## What to work on
1. Update the writer bios by rewriting everything from "Niki Wilson is" down to "hello at nikiwilson.com.", putting "Banff National Park" wherever "Jasper National Park" appears.
2. Answer these questions from the writer bios:
(a) Where did Niki Wilson grow up dodging bears?
(b) Which press published Breaching the Peace?
(c) From which university does Sarah Cox hold a master's degree?

══ Text excerpt

Niki Wilson is science writer with a past life as a biologist. She grew up dodging bears in Jasper National Park, Canada, and has studied everything from mammoths to mountain pine beetle. She’s now traded the field for the computer screen, and writes about nature and the environment for publications like Bioscience, Canadian Wildlife Magazine, Natural History Magazine, Canadian Geographic and Motherboard. When not writing, she looks for other creative ways to communicate science, whether it be teaching, producing and hosting science events, or working on documentaries. She lives with her husband, a biologist and conservation officer with Parks Canada, and their 13-year-old son. They once dissected an elk liver as a family, which taught them about both liver fluke ecology, and gag reflexes. Say hello at nikiwilson.com.
Sarah Cox is an environmental journalist based in Victoria, B.C. She is the author of the recently published book Breaching the Peace: the Site C Dam and a Valley’s Stand Against Big Hydro, which chronicles the on-going struggle to save B.C.’s Peace River Valley from a large hydro dam (UBC Press, May 2018). Sarah writes for The Narwhal as a legislative reporter focusing on energy and the environment. She previously worked as a staff reporter for major Canadian daily newspapers and as a freelance magazine writer for a variety of publications, covering topics ranging from trade and business to the environment and social justice issues. Sarah also spent close to a decade working for Sierra Club BC as strategy and communications director and for the Yellowstone to Yukon Conservation Initiative as the senior conservation program manager. She has a master’s degree in political science from York University, and has won two Western Magazine Awards and a Vancouver Press Club Award.

════
══ Supplied information

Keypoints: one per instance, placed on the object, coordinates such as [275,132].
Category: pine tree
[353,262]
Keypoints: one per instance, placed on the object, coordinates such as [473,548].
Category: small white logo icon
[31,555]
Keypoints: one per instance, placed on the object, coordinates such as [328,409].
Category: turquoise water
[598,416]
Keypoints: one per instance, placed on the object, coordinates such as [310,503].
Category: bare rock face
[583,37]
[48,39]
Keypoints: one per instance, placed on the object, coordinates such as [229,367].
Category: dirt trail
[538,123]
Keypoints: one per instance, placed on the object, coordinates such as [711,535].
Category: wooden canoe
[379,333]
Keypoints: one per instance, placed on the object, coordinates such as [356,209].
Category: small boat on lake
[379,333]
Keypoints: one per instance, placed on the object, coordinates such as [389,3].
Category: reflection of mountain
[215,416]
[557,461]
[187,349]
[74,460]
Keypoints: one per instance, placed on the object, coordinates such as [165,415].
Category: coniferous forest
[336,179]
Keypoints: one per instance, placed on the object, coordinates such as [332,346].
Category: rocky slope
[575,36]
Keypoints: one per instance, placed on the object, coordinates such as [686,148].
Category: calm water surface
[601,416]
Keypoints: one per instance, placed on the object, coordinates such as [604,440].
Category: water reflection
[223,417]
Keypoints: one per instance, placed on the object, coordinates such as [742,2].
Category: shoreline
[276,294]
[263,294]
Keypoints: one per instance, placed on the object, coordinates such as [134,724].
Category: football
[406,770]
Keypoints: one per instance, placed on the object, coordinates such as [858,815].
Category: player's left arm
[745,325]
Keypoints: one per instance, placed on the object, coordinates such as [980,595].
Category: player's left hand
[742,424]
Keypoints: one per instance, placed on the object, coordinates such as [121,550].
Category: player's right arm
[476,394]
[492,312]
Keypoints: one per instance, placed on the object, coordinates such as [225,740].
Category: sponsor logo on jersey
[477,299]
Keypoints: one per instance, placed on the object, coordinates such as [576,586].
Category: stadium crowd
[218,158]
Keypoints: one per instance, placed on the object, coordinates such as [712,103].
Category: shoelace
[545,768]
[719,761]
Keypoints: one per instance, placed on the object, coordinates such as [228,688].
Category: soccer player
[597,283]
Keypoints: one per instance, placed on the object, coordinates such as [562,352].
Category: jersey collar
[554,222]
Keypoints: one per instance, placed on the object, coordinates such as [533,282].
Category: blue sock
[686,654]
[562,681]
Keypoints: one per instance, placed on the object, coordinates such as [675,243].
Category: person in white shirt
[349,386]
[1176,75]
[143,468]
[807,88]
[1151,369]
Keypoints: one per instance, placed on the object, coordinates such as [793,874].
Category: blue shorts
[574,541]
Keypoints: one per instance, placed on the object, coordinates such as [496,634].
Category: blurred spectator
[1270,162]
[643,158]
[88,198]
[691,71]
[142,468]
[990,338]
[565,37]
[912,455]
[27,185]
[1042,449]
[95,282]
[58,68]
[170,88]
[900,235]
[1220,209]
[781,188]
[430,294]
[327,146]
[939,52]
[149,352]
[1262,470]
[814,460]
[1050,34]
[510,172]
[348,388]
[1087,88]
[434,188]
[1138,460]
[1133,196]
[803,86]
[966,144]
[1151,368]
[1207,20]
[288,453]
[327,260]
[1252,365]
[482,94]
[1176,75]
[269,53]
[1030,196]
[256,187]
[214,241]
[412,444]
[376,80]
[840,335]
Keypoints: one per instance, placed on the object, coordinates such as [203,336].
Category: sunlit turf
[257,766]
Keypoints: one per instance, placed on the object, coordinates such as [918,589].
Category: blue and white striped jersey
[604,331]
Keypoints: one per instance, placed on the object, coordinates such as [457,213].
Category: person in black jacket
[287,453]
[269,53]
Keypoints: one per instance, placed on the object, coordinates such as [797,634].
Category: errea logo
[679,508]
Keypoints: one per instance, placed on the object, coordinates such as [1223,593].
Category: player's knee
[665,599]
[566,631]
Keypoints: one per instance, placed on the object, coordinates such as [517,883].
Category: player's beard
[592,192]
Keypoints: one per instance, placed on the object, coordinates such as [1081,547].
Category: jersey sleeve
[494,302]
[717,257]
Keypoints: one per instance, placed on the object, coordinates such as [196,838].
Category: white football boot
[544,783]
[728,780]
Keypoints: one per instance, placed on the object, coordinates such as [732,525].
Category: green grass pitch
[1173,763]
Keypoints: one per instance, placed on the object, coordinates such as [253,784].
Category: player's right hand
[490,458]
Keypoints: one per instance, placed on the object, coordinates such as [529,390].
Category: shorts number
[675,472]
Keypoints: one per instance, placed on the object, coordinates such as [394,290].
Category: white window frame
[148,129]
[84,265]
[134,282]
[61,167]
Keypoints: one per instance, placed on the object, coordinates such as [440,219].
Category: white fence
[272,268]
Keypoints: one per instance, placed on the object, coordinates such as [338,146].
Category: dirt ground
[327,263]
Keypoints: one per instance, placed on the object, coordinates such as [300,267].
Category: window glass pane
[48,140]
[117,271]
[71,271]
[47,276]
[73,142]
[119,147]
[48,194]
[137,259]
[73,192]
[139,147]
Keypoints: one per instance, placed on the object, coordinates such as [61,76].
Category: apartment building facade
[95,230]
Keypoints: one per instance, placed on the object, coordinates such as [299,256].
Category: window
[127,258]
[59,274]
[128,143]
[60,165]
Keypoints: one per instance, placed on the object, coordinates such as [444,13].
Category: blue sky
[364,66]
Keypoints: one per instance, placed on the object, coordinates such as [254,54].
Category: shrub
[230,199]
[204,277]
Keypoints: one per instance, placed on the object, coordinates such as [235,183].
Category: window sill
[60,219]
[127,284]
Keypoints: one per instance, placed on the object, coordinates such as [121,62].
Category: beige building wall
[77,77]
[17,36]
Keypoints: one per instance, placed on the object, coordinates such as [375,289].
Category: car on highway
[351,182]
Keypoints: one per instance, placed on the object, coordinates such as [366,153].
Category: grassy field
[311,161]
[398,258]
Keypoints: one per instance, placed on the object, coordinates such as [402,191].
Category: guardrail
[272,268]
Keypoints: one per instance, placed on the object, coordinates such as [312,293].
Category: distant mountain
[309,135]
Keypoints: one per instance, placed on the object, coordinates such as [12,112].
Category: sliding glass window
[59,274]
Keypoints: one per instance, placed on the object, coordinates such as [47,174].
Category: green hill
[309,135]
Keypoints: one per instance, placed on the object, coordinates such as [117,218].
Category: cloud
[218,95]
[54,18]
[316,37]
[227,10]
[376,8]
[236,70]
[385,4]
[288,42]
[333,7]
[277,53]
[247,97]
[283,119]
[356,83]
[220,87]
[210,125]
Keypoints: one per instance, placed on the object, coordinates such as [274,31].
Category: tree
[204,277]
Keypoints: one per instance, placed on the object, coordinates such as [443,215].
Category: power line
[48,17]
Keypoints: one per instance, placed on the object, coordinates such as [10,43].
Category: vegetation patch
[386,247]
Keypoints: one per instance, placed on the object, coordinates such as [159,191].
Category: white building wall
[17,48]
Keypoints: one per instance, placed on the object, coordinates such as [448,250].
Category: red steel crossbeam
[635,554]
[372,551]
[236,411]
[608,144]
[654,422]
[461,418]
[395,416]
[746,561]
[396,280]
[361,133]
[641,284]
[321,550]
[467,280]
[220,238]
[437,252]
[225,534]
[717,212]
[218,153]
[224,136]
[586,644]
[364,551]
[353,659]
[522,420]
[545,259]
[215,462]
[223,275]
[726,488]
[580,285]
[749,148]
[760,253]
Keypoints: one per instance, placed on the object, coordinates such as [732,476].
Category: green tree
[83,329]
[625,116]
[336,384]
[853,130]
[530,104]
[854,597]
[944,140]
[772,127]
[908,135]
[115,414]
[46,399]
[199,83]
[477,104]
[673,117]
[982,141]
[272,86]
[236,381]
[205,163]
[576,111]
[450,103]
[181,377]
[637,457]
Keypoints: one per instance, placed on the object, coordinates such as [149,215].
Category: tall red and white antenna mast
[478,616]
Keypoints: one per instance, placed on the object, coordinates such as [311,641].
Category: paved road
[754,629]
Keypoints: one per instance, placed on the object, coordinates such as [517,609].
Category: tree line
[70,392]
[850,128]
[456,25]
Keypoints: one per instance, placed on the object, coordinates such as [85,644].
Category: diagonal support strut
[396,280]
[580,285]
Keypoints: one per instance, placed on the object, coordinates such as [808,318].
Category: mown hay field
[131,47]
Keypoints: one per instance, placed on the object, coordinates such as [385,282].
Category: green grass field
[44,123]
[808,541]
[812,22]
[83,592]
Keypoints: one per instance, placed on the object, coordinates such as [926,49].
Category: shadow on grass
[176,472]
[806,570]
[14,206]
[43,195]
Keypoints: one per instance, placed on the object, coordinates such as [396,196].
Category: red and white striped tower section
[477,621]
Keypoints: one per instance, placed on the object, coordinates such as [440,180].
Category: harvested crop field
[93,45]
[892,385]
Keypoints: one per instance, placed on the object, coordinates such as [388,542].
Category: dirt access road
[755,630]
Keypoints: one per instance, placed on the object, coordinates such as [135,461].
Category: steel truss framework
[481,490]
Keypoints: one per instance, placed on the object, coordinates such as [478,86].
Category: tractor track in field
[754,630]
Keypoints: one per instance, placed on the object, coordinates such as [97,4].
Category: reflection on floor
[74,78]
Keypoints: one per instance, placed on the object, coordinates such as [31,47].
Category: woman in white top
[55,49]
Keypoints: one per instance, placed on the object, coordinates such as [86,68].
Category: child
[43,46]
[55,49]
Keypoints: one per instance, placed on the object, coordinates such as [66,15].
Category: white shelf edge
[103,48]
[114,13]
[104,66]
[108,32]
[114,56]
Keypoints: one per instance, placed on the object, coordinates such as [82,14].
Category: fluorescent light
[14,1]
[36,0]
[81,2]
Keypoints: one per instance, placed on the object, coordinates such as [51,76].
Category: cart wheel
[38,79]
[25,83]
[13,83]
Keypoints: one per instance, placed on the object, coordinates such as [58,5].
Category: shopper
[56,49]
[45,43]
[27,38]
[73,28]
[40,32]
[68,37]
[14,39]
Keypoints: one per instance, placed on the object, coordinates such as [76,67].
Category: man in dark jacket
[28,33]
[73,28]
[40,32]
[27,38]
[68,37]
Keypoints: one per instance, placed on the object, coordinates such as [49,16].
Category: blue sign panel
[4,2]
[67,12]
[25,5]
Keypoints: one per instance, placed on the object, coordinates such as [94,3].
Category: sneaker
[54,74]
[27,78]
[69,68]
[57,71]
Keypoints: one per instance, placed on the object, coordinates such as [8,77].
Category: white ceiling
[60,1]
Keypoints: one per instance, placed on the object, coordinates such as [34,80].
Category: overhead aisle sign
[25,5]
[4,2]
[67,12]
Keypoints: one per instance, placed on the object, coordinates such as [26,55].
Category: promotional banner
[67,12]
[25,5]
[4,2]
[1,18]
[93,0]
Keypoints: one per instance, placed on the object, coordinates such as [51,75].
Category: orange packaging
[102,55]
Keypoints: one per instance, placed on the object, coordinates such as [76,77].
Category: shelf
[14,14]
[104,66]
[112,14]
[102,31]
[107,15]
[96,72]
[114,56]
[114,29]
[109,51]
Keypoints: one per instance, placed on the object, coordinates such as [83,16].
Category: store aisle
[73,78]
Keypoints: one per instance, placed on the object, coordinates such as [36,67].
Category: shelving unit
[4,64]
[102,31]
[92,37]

════

## Responses by task
1.
Niki Wilson is science writer with a past life as a biologist. She grew up dodging bears in Banff National Park, Canada, and has studied everything from mammoths to mountain pine beetle. She’s now traded the field for the computer screen, and writes about nature and the environment for publications like Bioscience, Canadian Wildlife Magazine, Natural History Magazine, Canadian Geographic and Motherboard. When not writing, she looks for other creative ways to communicate science, whether it be teaching, producing and hosting science events, or working on documentaries. She lives with her husband, a biologist and conservation officer with Parks Canada, and their 13-year-old son. They once dissected an elk liver as a family, which taught them about both liver fluke ecology, and gag reflexes. Say hello at nikiwilson.com.

2.
(a) Jasper National Park, Canada
(b) UBC Press
(c) York University